> [Task to carry out]: A word-for-word repeat of the records below is what this calls for.
Data for review: Begin
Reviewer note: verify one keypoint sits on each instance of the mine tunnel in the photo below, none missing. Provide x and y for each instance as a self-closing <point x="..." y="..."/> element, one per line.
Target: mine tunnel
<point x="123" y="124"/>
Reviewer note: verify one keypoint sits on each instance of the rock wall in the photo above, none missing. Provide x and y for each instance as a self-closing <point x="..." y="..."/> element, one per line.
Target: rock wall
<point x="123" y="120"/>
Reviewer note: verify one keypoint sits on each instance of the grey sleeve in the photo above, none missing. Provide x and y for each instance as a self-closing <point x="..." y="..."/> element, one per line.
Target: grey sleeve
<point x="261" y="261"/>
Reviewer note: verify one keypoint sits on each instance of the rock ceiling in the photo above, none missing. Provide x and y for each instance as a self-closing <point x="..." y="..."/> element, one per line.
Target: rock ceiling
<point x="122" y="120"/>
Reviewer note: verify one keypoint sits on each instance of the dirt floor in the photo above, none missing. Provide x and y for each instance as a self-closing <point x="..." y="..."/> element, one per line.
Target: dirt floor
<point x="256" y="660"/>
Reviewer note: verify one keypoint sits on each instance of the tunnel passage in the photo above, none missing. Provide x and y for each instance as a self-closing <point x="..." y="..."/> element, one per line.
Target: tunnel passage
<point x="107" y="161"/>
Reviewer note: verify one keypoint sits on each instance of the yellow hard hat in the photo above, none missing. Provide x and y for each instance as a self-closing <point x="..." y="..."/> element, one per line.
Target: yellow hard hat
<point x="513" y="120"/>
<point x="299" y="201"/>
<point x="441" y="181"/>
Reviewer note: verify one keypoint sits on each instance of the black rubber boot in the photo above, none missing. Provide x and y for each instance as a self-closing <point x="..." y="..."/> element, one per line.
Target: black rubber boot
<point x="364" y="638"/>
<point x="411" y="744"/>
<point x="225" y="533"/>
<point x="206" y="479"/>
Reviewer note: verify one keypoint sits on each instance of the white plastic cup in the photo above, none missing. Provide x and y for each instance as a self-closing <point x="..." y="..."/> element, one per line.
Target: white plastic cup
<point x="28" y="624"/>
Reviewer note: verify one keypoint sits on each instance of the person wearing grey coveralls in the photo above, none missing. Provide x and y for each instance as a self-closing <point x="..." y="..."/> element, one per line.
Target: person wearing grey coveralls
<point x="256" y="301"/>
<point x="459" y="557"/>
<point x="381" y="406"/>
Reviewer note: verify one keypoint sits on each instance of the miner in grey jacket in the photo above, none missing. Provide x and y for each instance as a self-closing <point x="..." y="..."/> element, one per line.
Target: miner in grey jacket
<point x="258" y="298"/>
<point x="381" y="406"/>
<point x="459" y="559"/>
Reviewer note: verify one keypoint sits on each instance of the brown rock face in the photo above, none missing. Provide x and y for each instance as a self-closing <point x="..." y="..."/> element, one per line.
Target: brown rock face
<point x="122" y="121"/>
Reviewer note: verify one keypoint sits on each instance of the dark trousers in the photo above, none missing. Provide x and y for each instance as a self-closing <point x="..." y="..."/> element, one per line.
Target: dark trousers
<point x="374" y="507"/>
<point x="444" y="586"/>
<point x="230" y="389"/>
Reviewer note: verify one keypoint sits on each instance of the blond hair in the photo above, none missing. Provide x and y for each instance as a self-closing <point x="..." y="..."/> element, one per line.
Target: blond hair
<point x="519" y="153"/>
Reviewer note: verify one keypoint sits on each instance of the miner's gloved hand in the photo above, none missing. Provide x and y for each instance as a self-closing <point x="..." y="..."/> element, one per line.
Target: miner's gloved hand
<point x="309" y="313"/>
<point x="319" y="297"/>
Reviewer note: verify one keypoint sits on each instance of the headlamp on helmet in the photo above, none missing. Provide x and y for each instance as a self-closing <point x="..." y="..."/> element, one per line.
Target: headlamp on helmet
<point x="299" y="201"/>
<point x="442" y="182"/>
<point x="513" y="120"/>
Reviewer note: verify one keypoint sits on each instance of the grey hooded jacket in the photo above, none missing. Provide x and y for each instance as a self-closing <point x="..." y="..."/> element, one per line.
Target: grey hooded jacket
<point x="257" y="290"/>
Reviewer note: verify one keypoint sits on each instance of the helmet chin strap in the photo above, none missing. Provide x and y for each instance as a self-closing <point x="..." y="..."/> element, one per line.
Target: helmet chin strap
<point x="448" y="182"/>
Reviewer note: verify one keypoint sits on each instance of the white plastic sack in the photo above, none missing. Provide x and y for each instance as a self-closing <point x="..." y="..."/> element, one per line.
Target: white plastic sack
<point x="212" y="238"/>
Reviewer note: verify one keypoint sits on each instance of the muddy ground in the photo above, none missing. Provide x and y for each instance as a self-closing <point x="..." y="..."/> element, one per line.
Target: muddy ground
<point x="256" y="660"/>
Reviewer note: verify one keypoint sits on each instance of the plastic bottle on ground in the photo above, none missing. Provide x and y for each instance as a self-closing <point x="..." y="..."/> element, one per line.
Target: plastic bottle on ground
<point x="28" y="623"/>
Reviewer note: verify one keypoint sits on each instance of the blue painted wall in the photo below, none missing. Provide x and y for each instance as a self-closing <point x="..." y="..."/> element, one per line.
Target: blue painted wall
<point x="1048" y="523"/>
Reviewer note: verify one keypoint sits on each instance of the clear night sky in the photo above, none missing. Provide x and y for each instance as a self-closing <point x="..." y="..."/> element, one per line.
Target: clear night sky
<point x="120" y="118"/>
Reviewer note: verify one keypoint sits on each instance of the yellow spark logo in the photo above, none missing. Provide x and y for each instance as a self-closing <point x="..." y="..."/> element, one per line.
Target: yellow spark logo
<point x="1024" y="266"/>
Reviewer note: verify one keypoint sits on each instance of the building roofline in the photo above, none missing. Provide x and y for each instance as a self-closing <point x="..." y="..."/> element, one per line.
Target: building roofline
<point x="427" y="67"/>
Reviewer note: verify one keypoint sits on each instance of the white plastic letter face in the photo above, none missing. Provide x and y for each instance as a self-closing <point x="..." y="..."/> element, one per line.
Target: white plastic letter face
Data for review: End
> [Worked solution]:
Reviewer note: verify one keypoint sits on each instance of the mine tunnel in the photo below, none missing. Provide x and y for each instance as a self-closing <point x="..." y="..."/> element, one per line.
Target: mine tunnel
<point x="123" y="124"/>
Reviewer note: verify one keypoint sits on each instance of the rock wall in the photo above, none missing. Provide x and y for each instance as a self-closing <point x="..." y="..."/> element, one per line.
Target: rock wall
<point x="123" y="120"/>
Reviewer note: verify one keypoint sits on each instance of the grey sleeve in the photo above, none missing. Provide x and y for each instance as a self-closing <point x="..." y="..."/> element, one per line.
Target: grey sleeve
<point x="261" y="261"/>
Reviewer note: verify one keypoint sits on each instance of the rock ceiling in the photo above, none missing. Provide x and y for each instance as a self-closing <point x="..." y="..."/> element, one per line.
Target: rock ceiling
<point x="122" y="120"/>
Reviewer note: verify one keypoint sits on each instance of the dirt floor in the photo above, none missing. Provide x and y for each instance as a self-closing <point x="..." y="..."/> element, one per line.
Target: dirt floor
<point x="256" y="660"/>
Reviewer note: verify one keypoint sits on each instance of the tunnel passage in the photo above, none missing. Provide x and y for each instance as a self-closing <point x="..." y="..."/> element, one per line.
Target: tunnel passage
<point x="107" y="161"/>
Reviewer note: verify one keypoint sits on each instance of the yellow hard hat in the photo above, none missing. Provide x and y for each instance as a self-closing <point x="..." y="..."/> element, one per line.
Target: yellow hard hat
<point x="513" y="120"/>
<point x="299" y="201"/>
<point x="441" y="181"/>
Reviewer note: verify one keypoint sits on each instance of the black rubber boot in the photo above, none missing. Provide x and y for each instance as a self-closing <point x="..." y="..."/> element, one per line.
Target: black rubber boot
<point x="364" y="638"/>
<point x="411" y="744"/>
<point x="225" y="533"/>
<point x="206" y="479"/>
Reviewer note: verify one keypoint sits on each instance of the white plastic cup in the photo above, none missing. Provide x and y for each instance as a self-closing <point x="..." y="..."/> element, one per line.
Target: white plastic cup
<point x="28" y="624"/>
Reviewer note: verify one keypoint sits on each instance of the person wearing grey coveralls in the photo above, none missing. Provide x and y for each instance as a self-closing <point x="..." y="..."/> element, one per line.
Target: person wearing grey coveralls
<point x="256" y="301"/>
<point x="459" y="557"/>
<point x="381" y="406"/>
Reviewer note: verify one keypoint sits on each instance of the miner in grey jacket in the photo above, none missing. Provide x and y for each instance as a self-closing <point x="..." y="..."/> element, one per line.
Target: miner in grey jacket
<point x="258" y="298"/>
<point x="381" y="406"/>
<point x="459" y="559"/>
Reviewer note: verify one keypoint sits on each instance of the brown rock face in the photo above, none missing. Provide x and y for each instance as a self-closing <point x="..." y="..."/> element, one per line.
Target: brown rock face
<point x="122" y="121"/>
Reviewer note: verify one keypoint sits on each instance of the dark trousers in the photo above, none missing. Provide x and y for each instance as a self-closing <point x="..." y="..."/> element, one per line.
Target: dark trousers
<point x="374" y="507"/>
<point x="444" y="586"/>
<point x="230" y="389"/>
Reviewer note: verify one keypoint sits on each instance of the blond hair in the photo above, none missing. Provide x and y for each instance as a self-closing <point x="..." y="..."/> element, one per line.
Target: blond hair
<point x="519" y="153"/>
Reviewer note: verify one keypoint sits on each instance of the miner's gloved hand in the photo above, none missing. Provide x and y for each instance as a self-closing <point x="..." y="..."/> element, one per line.
Target: miner's gloved hand
<point x="309" y="313"/>
<point x="319" y="297"/>
Reviewer note: verify one keypoint sits on each instance of the headlamp on helmet in the photo above, none missing. Provide x and y for each instance as a self-closing <point x="..." y="..."/> element, one per line.
Target: headlamp on helmet
<point x="299" y="201"/>
<point x="442" y="182"/>
<point x="513" y="120"/>
Reviewer note: verify one keypoint sits on each instance of the grey hooded jacket in the photo above, none missing. Provide x and y for each instance as a self-closing <point x="..." y="..."/> element, one per line.
Target: grey hooded jacket
<point x="257" y="290"/>
Reviewer note: verify one keypoint sits on each instance of the helmet chin strap in the photo above, none missing. Provide x and y for each instance as a self-closing <point x="..." y="..."/> element, one per line.
Target: helmet chin strap
<point x="448" y="182"/>
Reviewer note: verify one keypoint sits on each instance of the white plastic sack in the photo above, none missing. Provide x and y for each instance as a self-closing <point x="..." y="..."/> element, one per line.
Target: white plastic sack
<point x="212" y="238"/>
Reviewer note: verify one keypoint sits on each instance of the muddy ground in the photo above, none missing. Provide x and y for each instance as a self-closing <point x="..." y="..."/> element, one per line.
Target: muddy ground
<point x="256" y="660"/>
Reviewer note: verify one keypoint sits on each instance of the plastic bottle on ground in the photo above, none missing. Provide x and y for each instance as a self-closing <point x="..." y="..."/> element, one per line.
Target: plastic bottle on ground
<point x="28" y="623"/>
Reviewer note: verify one keypoint sits on each instance of the blue painted wall in the photo below, none missing. Provide x and y for each instance as a self-closing <point x="..." y="..."/> element, one per line.
Target: blue painted wall
<point x="1048" y="523"/>
Reviewer note: verify one keypoint sits on each instance of the clear night sky in the photo above, none missing. Provide x and y for each instance as a self-closing <point x="..." y="..."/> element, one per line.
Target: clear night sky
<point x="120" y="118"/>
Reviewer note: verify one keypoint sits on each instance of the yellow spark logo in the photo above, none missing. Provide x and y for each instance as a self-closing <point x="..." y="..."/> element, one per line.
Target: yellow spark logo
<point x="1024" y="266"/>
Reviewer note: verify one keypoint sits on each instance of the building roofline in the photo above, none missing. Provide x and y for each instance as a self-closing <point x="..." y="..."/> element, one per line.
Target: building roofline
<point x="427" y="67"/>
Reviewer note: verify one keypoint sits on each instance of the white plastic letter face in the photo above, none missing. Provide x and y for each instance as a self-closing <point x="..." y="..."/> element, one per line.
Target: white plastic letter face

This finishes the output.